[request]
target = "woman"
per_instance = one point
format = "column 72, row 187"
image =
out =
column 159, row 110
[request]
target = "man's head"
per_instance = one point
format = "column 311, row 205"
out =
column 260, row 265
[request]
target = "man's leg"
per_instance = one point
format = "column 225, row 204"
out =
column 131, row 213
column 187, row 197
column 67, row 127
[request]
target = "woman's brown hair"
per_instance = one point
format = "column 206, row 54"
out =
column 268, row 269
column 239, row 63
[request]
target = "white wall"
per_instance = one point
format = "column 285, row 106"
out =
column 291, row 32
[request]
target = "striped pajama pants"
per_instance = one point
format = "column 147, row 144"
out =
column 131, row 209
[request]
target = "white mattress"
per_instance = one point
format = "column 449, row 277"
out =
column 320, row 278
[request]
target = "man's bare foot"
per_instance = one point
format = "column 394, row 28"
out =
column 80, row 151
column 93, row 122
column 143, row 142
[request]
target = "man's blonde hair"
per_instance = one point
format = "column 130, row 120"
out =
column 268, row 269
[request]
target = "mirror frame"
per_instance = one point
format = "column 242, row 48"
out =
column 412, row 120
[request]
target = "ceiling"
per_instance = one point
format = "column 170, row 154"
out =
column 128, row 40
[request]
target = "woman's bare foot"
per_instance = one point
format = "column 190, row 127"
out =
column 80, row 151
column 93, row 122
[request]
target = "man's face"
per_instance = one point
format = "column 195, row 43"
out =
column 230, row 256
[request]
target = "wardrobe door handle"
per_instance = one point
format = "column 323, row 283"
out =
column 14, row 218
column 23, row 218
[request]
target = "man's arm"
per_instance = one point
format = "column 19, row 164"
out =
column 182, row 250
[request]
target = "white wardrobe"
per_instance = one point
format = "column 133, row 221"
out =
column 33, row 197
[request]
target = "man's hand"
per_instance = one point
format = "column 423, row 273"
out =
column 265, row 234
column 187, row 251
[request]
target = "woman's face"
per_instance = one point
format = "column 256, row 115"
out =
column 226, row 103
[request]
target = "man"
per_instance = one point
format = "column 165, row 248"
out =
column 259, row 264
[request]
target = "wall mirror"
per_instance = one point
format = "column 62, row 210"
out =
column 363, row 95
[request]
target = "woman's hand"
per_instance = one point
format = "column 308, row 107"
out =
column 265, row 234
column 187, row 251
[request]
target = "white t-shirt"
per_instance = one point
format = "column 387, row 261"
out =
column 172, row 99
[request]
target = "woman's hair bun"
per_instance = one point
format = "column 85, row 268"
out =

EXERCISE DETAILS | Replace "one point" with "a single point" in the entries from the very first line up to and including the line with "column 67, row 127", changing nothing else, and write out only those lines.

EXERCISE SOLUTION |
[request]
target = "woman"
per_instance = a single point
format = "column 72, row 187"
image =
out =
column 159, row 110
[request]
target = "man's head"
per_instance = a single point
format = "column 311, row 205"
out =
column 260, row 265
[request]
target = "man's leg"
per_instance = a single point
format = "column 225, row 204"
out =
column 131, row 213
column 187, row 197
column 67, row 127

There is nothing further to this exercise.